======== DATA FOR ANALYSIS

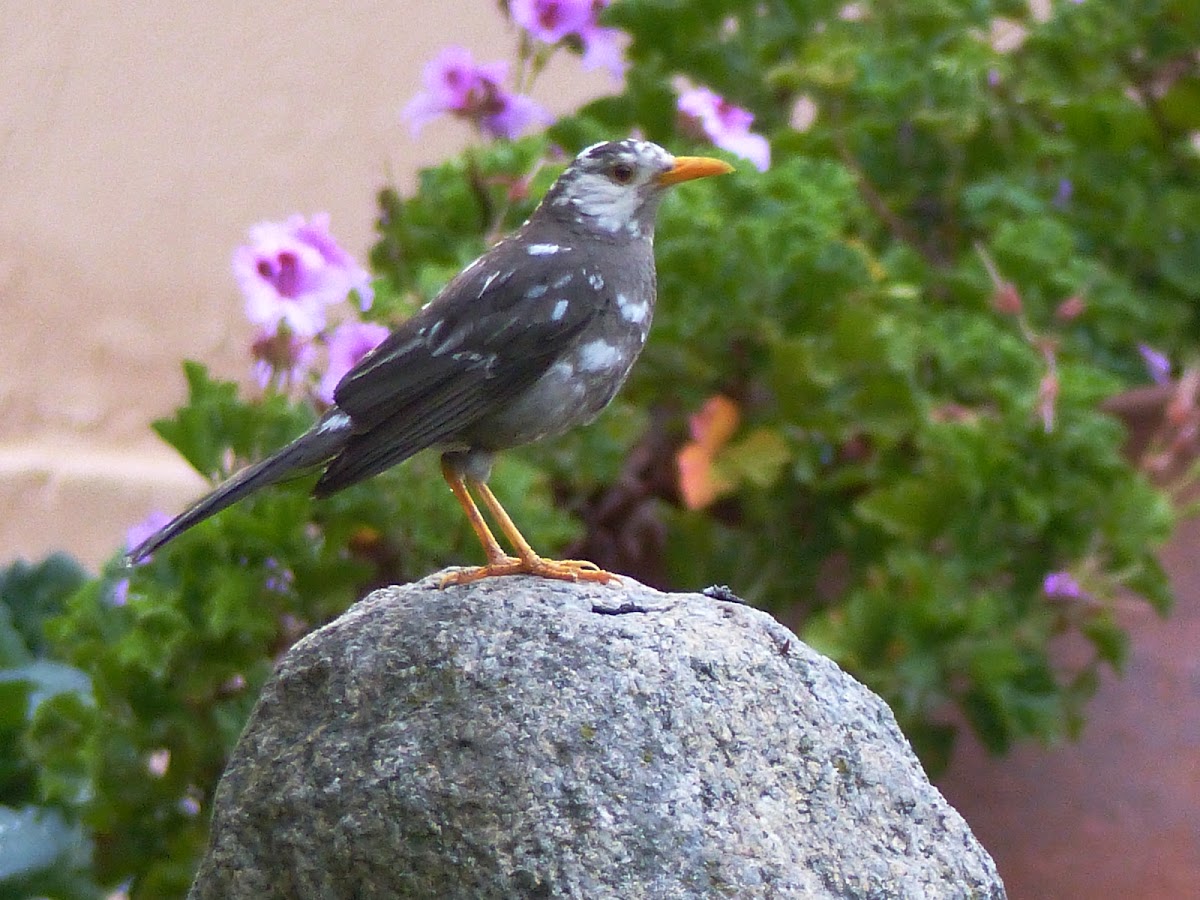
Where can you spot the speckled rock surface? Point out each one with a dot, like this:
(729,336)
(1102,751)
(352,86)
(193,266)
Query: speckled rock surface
(526,738)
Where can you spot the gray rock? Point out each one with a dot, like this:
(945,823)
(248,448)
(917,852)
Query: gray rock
(527,738)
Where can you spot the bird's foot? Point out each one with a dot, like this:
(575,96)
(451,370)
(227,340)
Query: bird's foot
(559,569)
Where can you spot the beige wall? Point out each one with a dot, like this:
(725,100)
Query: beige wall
(138,141)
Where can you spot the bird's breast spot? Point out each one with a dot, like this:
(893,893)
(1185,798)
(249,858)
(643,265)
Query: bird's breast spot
(598,355)
(633,312)
(335,423)
(487,282)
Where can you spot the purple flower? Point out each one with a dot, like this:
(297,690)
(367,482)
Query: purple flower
(705,113)
(1157,365)
(456,84)
(282,359)
(603,49)
(349,342)
(1061,586)
(553,21)
(143,529)
(133,537)
(1062,196)
(292,270)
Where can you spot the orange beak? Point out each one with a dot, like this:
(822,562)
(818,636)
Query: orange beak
(689,167)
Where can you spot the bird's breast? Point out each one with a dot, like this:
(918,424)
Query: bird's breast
(581,382)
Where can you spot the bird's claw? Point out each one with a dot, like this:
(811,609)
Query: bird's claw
(558,569)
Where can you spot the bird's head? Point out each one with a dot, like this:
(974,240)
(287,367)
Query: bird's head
(615,187)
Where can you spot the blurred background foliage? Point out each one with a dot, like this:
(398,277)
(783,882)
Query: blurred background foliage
(882,360)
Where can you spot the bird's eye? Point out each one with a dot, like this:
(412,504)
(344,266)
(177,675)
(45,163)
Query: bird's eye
(622,173)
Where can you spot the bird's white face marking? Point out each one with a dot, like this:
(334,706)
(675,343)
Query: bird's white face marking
(612,189)
(633,312)
(598,355)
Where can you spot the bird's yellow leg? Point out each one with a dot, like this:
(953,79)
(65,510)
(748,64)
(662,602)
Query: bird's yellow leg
(492,549)
(528,559)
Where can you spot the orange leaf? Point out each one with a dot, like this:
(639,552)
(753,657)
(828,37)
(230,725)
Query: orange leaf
(715,423)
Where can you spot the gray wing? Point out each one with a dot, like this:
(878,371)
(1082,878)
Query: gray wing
(483,341)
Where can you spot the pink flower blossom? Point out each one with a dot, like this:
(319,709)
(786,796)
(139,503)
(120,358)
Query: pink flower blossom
(292,270)
(551,21)
(707,114)
(349,342)
(1062,586)
(555,21)
(282,359)
(456,84)
(1158,366)
(133,538)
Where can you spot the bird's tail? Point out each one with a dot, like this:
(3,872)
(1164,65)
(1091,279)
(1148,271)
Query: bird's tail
(315,447)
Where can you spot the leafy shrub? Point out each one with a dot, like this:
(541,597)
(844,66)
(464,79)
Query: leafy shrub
(871,399)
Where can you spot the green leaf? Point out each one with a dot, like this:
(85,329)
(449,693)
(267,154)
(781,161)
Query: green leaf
(31,594)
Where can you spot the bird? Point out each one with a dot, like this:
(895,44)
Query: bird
(531,340)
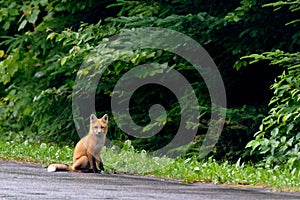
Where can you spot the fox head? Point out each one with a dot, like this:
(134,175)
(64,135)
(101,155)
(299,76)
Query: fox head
(98,126)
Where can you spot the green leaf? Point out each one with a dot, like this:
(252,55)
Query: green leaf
(33,17)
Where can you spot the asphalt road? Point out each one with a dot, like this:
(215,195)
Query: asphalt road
(25,181)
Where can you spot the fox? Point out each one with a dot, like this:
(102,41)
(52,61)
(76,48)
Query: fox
(87,150)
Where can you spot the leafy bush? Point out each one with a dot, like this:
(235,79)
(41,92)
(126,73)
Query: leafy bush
(279,133)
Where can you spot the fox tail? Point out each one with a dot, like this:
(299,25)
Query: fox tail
(59,167)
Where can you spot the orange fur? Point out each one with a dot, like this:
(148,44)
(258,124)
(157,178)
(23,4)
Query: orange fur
(87,150)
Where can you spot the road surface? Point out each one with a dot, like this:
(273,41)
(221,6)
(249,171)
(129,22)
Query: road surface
(25,181)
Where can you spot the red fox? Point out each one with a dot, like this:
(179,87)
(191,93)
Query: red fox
(87,150)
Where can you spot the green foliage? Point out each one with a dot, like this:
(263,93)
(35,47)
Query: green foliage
(279,133)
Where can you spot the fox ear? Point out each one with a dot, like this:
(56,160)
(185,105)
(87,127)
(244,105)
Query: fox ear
(93,118)
(105,118)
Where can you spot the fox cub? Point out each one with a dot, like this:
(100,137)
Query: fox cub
(87,150)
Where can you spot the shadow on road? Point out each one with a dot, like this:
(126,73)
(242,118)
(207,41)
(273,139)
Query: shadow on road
(25,181)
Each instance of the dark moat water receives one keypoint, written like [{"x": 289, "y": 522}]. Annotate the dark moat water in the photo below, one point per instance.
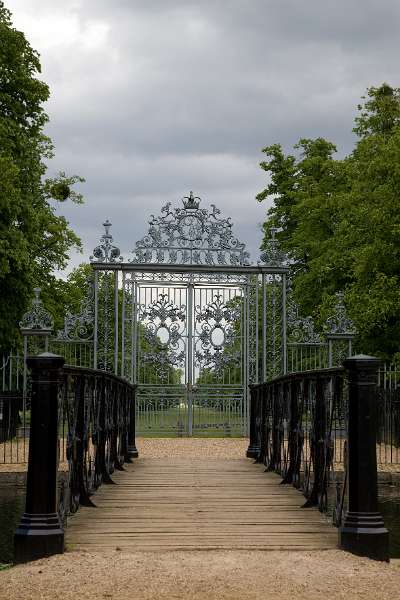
[{"x": 12, "y": 506}]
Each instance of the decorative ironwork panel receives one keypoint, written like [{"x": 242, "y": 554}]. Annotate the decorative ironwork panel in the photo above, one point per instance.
[
  {"x": 107, "y": 319},
  {"x": 162, "y": 336}
]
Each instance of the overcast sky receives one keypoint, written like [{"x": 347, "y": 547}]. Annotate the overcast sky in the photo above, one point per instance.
[{"x": 153, "y": 98}]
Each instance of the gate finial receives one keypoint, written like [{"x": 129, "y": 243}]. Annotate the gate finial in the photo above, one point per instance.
[{"x": 105, "y": 252}]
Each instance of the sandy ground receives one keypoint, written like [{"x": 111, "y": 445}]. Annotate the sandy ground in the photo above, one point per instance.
[{"x": 201, "y": 575}]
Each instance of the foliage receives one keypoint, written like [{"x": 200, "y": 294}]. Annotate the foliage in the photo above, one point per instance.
[
  {"x": 33, "y": 239},
  {"x": 339, "y": 221}
]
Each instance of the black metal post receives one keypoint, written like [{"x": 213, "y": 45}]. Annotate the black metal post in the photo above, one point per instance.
[
  {"x": 363, "y": 531},
  {"x": 254, "y": 449},
  {"x": 132, "y": 450},
  {"x": 40, "y": 532}
]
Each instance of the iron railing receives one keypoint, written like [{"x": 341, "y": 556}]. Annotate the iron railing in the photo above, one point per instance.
[
  {"x": 96, "y": 432},
  {"x": 82, "y": 429},
  {"x": 298, "y": 430}
]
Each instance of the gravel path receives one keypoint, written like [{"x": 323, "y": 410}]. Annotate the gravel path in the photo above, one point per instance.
[
  {"x": 212, "y": 575},
  {"x": 219, "y": 575}
]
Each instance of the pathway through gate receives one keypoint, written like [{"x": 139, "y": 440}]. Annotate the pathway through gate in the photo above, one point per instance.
[
  {"x": 199, "y": 503},
  {"x": 189, "y": 321}
]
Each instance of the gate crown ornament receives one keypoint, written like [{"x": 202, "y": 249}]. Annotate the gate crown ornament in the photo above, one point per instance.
[
  {"x": 191, "y": 201},
  {"x": 190, "y": 236}
]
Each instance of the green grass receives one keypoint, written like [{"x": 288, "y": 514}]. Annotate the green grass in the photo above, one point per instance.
[{"x": 172, "y": 422}]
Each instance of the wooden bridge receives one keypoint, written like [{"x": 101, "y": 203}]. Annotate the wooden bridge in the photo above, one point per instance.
[
  {"x": 298, "y": 427},
  {"x": 195, "y": 504}
]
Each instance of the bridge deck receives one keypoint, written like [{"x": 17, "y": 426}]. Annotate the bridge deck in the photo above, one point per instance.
[{"x": 193, "y": 504}]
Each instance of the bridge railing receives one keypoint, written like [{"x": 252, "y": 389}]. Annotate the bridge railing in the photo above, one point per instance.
[
  {"x": 82, "y": 429},
  {"x": 318, "y": 431}
]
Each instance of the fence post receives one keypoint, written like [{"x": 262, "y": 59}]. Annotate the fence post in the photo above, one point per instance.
[
  {"x": 40, "y": 532},
  {"x": 363, "y": 531},
  {"x": 254, "y": 449},
  {"x": 132, "y": 450}
]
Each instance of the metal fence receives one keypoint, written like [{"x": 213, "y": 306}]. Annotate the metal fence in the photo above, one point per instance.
[
  {"x": 96, "y": 418},
  {"x": 300, "y": 425}
]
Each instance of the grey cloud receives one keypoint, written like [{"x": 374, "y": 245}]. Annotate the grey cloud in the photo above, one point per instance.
[{"x": 151, "y": 99}]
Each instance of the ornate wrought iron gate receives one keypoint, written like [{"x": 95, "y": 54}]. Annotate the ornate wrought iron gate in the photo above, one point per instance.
[{"x": 190, "y": 321}]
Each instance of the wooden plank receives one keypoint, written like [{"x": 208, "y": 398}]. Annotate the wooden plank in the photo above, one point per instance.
[{"x": 181, "y": 504}]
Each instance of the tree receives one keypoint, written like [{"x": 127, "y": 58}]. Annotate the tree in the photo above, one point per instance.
[
  {"x": 340, "y": 224},
  {"x": 33, "y": 239}
]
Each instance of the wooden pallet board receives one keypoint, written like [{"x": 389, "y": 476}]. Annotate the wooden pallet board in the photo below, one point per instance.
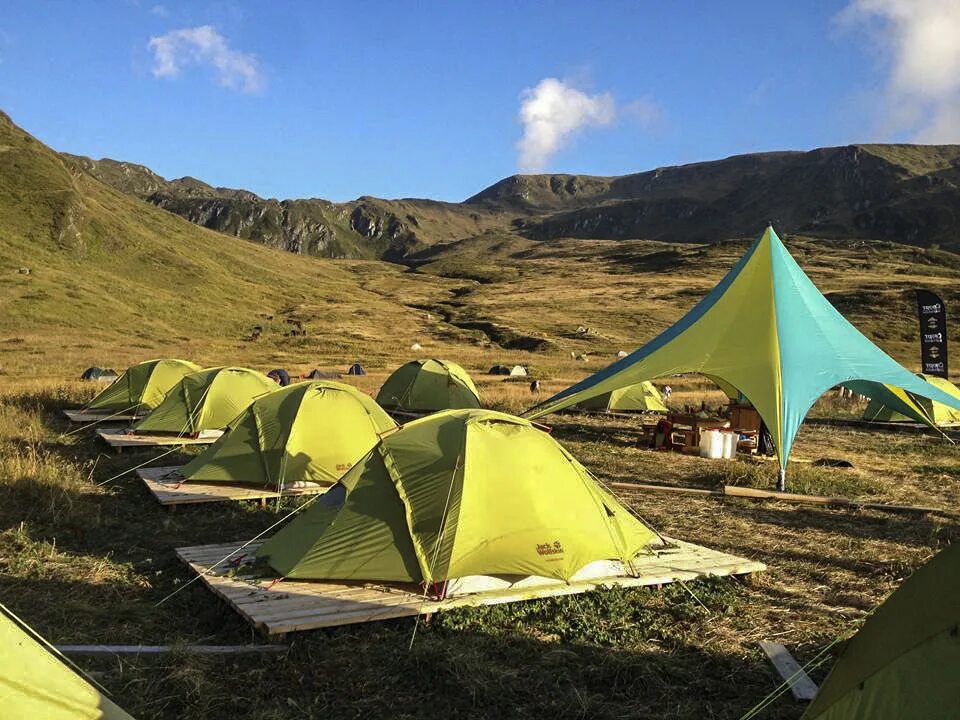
[
  {"x": 163, "y": 483},
  {"x": 80, "y": 415},
  {"x": 120, "y": 440},
  {"x": 290, "y": 606}
]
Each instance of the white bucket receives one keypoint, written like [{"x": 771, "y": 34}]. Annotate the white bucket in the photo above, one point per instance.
[
  {"x": 730, "y": 445},
  {"x": 711, "y": 444}
]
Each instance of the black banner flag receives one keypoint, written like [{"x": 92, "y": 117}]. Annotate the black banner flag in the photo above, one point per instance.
[{"x": 933, "y": 333}]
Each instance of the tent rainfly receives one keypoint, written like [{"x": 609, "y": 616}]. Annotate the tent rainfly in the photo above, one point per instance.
[
  {"x": 919, "y": 409},
  {"x": 633, "y": 398},
  {"x": 766, "y": 331},
  {"x": 310, "y": 432},
  {"x": 428, "y": 386},
  {"x": 206, "y": 400},
  {"x": 143, "y": 385},
  {"x": 36, "y": 681},
  {"x": 427, "y": 505},
  {"x": 905, "y": 660}
]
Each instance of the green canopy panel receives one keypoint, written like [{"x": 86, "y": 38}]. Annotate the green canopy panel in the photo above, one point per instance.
[
  {"x": 767, "y": 331},
  {"x": 428, "y": 386},
  {"x": 206, "y": 400},
  {"x": 639, "y": 397},
  {"x": 142, "y": 386},
  {"x": 902, "y": 407},
  {"x": 459, "y": 493},
  {"x": 310, "y": 432},
  {"x": 38, "y": 682},
  {"x": 904, "y": 663}
]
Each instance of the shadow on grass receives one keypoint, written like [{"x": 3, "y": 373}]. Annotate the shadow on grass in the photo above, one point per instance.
[{"x": 470, "y": 672}]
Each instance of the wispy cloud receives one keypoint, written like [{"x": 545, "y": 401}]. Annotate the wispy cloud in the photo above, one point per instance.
[
  {"x": 203, "y": 45},
  {"x": 920, "y": 41},
  {"x": 552, "y": 113}
]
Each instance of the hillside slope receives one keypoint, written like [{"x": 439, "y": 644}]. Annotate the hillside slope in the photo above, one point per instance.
[
  {"x": 900, "y": 193},
  {"x": 84, "y": 266},
  {"x": 364, "y": 228}
]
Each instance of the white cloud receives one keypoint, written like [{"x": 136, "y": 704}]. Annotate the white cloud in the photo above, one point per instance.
[
  {"x": 203, "y": 45},
  {"x": 551, "y": 114},
  {"x": 921, "y": 41}
]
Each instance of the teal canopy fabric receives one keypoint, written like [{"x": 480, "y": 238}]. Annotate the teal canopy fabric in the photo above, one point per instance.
[{"x": 767, "y": 331}]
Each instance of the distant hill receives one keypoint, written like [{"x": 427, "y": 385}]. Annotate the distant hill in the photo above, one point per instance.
[
  {"x": 364, "y": 228},
  {"x": 84, "y": 266},
  {"x": 901, "y": 193}
]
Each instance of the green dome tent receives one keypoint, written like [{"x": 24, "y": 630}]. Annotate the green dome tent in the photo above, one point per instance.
[
  {"x": 206, "y": 400},
  {"x": 38, "y": 682},
  {"x": 880, "y": 409},
  {"x": 143, "y": 385},
  {"x": 310, "y": 432},
  {"x": 633, "y": 398},
  {"x": 904, "y": 663},
  {"x": 459, "y": 494},
  {"x": 428, "y": 386}
]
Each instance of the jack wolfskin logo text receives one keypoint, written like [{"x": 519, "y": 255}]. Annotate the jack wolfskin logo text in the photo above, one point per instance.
[{"x": 554, "y": 548}]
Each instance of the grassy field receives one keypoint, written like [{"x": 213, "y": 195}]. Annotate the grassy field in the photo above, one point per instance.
[
  {"x": 86, "y": 554},
  {"x": 86, "y": 562}
]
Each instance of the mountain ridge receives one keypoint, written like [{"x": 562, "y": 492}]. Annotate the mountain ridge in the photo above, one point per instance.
[{"x": 892, "y": 192}]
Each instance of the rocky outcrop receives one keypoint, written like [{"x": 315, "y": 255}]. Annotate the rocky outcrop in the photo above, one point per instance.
[{"x": 902, "y": 193}]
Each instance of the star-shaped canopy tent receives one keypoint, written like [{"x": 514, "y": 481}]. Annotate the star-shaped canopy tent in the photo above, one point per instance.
[{"x": 766, "y": 331}]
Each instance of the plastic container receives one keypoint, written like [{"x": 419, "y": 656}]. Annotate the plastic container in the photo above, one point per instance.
[
  {"x": 711, "y": 444},
  {"x": 729, "y": 445}
]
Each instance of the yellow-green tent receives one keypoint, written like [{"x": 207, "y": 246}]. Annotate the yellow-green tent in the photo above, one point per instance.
[
  {"x": 455, "y": 494},
  {"x": 310, "y": 432},
  {"x": 142, "y": 386},
  {"x": 921, "y": 409},
  {"x": 767, "y": 332},
  {"x": 904, "y": 663},
  {"x": 633, "y": 398},
  {"x": 38, "y": 683},
  {"x": 428, "y": 386},
  {"x": 206, "y": 400}
]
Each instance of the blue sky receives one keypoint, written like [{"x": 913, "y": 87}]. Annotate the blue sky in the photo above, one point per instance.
[{"x": 337, "y": 100}]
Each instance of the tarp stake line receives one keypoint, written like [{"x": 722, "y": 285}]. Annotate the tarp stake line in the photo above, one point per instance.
[
  {"x": 175, "y": 448},
  {"x": 213, "y": 566},
  {"x": 815, "y": 662},
  {"x": 97, "y": 422}
]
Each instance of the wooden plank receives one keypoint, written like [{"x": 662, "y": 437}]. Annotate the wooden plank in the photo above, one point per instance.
[
  {"x": 159, "y": 649},
  {"x": 290, "y": 606},
  {"x": 81, "y": 415},
  {"x": 800, "y": 684},
  {"x": 117, "y": 439},
  {"x": 164, "y": 483},
  {"x": 757, "y": 494}
]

================

EXERCISE REQUIREMENTS — What is needed is an exact copy of the lines from the start of the records through the line containing "Where can you spot the bird's foot?", with no pictures.

RESULT FOR THIS TASK —
Where can you spot the speckled rock surface? Point out each one with a dot, like this:
(729,336)
(1102,751)
(352,86)
(193,266)
Query: speckled rock surface
(526,738)
Where can you spot the gray rock? Point out each one with a dot, like this:
(945,823)
(248,448)
(917,852)
Query: gray rock
(527,738)
Where can you spot the bird's foot? Point out each one with a dot, like this:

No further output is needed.